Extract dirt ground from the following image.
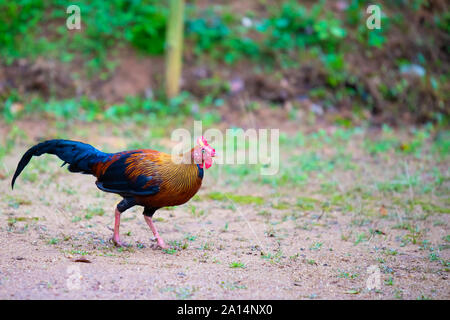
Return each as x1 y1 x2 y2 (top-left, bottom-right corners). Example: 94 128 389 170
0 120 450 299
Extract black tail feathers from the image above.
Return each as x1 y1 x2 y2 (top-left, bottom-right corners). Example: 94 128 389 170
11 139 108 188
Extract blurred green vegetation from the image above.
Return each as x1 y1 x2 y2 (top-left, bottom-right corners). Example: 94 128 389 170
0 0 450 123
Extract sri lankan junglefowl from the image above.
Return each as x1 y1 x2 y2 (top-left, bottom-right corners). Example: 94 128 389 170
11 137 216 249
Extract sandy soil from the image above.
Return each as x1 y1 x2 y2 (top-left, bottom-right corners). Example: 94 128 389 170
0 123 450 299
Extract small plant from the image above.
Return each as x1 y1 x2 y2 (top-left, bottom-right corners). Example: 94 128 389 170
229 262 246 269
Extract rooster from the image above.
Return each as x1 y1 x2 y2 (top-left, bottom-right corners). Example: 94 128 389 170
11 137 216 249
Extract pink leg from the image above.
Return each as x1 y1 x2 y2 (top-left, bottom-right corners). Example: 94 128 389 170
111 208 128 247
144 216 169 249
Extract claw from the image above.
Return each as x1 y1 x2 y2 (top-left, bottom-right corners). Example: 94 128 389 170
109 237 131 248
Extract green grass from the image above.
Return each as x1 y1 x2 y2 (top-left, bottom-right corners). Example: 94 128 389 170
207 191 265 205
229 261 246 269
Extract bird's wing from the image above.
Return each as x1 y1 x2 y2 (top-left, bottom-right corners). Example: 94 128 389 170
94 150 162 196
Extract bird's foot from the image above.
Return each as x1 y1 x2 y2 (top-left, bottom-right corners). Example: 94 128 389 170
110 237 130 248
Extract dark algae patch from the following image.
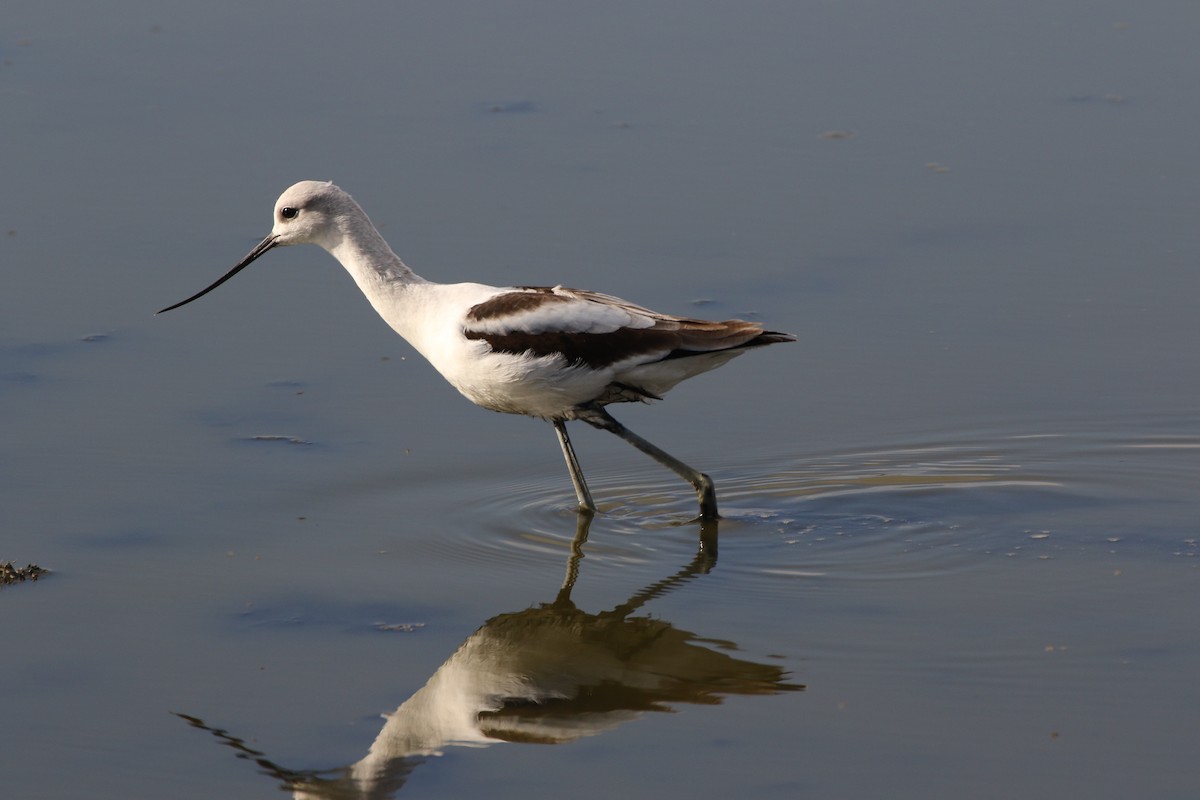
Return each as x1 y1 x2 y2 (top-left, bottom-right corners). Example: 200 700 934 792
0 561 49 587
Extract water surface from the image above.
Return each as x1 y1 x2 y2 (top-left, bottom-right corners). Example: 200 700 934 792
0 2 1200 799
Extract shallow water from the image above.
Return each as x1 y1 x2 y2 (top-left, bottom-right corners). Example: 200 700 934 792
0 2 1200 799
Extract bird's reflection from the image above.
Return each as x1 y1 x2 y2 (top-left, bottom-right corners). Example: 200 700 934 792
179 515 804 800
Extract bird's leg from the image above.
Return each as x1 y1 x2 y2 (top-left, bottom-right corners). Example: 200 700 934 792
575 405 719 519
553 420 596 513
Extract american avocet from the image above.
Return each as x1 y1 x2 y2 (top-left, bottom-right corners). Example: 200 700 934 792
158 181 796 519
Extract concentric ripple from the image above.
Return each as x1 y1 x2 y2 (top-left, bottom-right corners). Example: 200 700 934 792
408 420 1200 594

...

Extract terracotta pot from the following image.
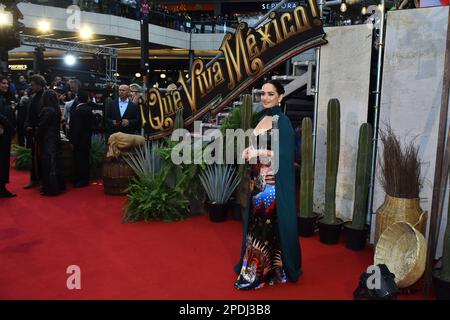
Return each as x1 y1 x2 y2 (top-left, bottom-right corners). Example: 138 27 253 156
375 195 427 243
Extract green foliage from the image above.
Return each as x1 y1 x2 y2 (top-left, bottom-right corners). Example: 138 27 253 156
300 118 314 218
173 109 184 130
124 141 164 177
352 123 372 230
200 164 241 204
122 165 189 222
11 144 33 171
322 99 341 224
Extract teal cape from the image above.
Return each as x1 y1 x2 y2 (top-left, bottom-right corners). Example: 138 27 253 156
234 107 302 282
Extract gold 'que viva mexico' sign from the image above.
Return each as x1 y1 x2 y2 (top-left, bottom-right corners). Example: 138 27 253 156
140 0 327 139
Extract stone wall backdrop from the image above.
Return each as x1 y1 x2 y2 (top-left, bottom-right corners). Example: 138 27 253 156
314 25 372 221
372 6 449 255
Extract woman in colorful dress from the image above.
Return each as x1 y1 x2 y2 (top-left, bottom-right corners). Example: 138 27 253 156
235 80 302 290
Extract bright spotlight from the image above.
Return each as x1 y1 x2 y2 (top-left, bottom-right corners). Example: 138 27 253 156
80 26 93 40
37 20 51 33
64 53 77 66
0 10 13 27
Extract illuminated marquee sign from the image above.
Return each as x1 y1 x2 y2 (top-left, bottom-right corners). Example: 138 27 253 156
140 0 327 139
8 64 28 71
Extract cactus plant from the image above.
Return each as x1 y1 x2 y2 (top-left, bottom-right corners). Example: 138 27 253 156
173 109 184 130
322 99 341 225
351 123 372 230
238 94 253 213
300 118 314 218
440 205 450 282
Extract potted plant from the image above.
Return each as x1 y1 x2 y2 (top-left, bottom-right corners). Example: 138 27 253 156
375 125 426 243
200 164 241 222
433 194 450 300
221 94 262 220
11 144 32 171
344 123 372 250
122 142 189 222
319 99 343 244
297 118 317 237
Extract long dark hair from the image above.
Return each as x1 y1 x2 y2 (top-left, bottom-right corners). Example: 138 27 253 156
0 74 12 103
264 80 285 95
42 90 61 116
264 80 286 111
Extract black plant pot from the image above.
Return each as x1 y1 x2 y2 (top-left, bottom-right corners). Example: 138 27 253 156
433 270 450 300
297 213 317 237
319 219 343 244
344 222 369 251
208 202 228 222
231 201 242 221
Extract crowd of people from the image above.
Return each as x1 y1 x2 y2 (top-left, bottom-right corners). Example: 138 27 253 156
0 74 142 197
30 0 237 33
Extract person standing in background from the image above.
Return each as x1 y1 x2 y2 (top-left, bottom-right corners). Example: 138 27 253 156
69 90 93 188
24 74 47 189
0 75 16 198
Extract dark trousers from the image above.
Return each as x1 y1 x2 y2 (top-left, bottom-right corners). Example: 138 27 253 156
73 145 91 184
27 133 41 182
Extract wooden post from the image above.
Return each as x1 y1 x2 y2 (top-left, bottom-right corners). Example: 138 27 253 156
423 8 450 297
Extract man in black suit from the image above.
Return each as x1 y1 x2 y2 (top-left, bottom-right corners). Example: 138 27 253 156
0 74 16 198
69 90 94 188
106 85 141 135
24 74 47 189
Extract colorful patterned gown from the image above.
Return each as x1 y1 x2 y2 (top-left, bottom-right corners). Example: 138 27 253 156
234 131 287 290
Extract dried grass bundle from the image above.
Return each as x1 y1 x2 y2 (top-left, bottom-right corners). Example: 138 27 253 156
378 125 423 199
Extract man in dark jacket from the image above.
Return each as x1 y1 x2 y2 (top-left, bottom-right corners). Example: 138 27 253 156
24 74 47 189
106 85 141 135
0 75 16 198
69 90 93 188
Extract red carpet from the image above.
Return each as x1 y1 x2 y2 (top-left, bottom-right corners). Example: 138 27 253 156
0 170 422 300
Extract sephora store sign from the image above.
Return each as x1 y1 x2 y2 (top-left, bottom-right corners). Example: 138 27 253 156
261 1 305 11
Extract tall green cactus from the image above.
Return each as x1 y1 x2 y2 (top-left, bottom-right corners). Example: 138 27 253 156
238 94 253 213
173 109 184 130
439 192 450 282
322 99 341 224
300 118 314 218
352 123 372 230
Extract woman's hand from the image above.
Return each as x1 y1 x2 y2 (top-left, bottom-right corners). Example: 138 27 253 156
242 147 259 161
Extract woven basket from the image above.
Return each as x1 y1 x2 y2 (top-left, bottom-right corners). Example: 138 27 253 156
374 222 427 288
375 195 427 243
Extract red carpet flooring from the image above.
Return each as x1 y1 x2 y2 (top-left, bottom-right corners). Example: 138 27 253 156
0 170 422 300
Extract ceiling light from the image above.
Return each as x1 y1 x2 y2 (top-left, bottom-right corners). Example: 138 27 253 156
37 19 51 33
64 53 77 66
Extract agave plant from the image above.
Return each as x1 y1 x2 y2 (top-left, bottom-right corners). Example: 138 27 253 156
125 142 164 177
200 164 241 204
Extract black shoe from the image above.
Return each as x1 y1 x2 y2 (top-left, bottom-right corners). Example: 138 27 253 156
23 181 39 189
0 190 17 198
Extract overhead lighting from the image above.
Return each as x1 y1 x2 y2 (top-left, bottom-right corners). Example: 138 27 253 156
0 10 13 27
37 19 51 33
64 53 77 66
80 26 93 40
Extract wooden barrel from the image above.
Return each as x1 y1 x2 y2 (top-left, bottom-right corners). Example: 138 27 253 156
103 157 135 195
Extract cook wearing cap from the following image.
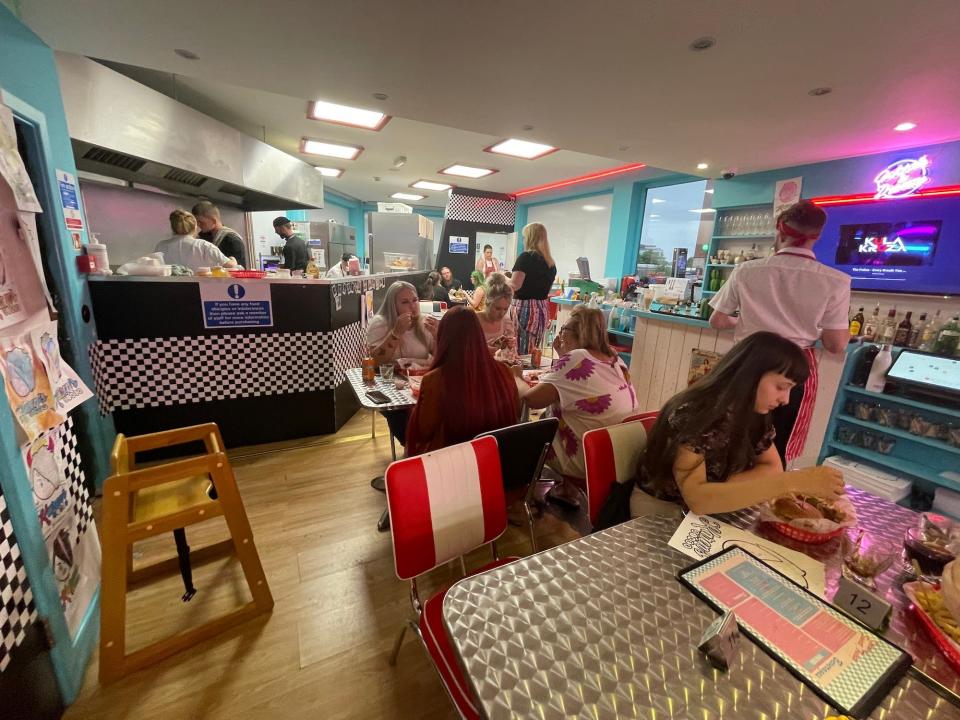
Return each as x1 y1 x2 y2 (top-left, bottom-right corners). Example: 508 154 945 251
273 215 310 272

--

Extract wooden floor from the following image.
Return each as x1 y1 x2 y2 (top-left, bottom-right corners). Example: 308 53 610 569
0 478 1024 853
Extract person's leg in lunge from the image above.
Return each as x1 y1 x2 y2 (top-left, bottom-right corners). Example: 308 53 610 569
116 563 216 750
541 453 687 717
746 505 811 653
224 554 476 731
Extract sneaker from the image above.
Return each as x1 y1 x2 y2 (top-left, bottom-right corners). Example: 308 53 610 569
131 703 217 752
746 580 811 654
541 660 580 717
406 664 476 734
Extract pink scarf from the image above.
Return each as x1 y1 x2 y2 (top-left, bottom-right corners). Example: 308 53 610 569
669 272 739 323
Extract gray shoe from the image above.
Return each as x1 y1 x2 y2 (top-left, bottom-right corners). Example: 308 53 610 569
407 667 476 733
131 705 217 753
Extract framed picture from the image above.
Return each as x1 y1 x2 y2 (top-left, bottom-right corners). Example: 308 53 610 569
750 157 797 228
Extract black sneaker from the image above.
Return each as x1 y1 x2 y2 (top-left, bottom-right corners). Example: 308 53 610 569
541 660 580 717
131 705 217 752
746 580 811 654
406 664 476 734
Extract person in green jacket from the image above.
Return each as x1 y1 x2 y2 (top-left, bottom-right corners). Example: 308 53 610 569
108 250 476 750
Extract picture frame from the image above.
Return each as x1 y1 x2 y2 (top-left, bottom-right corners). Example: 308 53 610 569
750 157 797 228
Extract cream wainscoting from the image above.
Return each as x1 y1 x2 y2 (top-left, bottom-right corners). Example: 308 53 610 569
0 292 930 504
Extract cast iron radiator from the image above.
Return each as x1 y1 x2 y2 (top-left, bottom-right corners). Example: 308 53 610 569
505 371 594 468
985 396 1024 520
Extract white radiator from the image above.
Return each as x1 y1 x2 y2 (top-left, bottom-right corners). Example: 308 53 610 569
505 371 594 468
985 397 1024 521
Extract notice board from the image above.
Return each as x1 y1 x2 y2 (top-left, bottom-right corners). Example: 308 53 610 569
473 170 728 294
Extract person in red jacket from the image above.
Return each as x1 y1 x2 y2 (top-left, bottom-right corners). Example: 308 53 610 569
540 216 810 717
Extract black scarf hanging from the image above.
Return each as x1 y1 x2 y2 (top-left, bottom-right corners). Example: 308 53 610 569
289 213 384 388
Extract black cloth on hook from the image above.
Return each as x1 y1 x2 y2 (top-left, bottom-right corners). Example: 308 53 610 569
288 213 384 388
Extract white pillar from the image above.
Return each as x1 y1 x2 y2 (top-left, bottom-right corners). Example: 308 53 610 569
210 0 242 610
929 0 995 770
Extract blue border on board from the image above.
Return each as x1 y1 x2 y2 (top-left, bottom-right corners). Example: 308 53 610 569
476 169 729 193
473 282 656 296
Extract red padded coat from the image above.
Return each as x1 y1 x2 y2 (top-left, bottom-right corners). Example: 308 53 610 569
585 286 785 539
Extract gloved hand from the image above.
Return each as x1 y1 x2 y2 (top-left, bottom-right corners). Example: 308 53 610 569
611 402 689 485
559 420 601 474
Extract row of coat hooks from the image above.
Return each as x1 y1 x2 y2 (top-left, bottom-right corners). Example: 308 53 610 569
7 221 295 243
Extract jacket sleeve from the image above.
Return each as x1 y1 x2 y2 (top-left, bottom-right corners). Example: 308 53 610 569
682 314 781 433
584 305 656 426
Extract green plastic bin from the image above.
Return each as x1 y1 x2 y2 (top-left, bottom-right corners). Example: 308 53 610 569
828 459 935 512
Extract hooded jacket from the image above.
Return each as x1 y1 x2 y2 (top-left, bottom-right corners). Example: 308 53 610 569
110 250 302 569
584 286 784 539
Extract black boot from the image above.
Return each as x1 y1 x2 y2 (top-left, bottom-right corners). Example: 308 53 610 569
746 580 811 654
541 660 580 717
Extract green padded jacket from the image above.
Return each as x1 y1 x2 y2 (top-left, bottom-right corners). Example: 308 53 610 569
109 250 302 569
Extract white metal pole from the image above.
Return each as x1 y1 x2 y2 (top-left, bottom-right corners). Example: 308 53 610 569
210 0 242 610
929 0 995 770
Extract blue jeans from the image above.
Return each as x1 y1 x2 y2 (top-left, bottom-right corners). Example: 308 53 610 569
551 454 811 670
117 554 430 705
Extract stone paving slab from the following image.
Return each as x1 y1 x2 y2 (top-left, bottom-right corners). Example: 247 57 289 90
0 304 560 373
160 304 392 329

» **EXERCISE DIRECTIONS**: Please copy word for word the stretch of material above, from the line containing "Extract bird's foot from the image above." through the line containing "408 420 1200 594", and leave out the pictures.

» **EXERCISE OUTPUT**:
Extract bird's foot from the image above.
Return each as x1 y1 x2 y2 (top-left, bottom-right corners). Example: 94 128 389 170
110 237 130 248
Extract dark algae patch from the following image.
Return each as x1 y1 x2 y2 (top-left, bottom-right corners). Example: 200 700 934 792
0 561 49 587
Extract water surface from the image above.
Return each as x1 y1 x2 y2 (top-left, bottom-right corners). Example: 200 700 934 792
0 2 1200 799
Extract shallow water from the image above.
Return each as x1 y1 x2 y2 (top-left, bottom-right corners). Example: 200 700 934 792
0 2 1200 799
Extract bird's reflection from the image above.
Return each as x1 y1 x2 y2 (top-left, bottom-right corners). Example: 200 700 934 792
179 515 804 800
Extract bird's leg from the image above.
Return each as x1 y1 x2 y2 (top-left, bottom-right corners). Example: 200 700 934 792
575 405 719 519
553 420 596 513
Extract american avocet from the image above.
Return each as x1 y1 x2 y2 (top-left, bottom-right corners). Example: 200 700 934 792
158 181 796 519
Extract concentric ripple from the image above.
Return each as x1 y1 x2 y2 (top-left, bottom-right corners). Example: 200 700 934 792
408 420 1200 594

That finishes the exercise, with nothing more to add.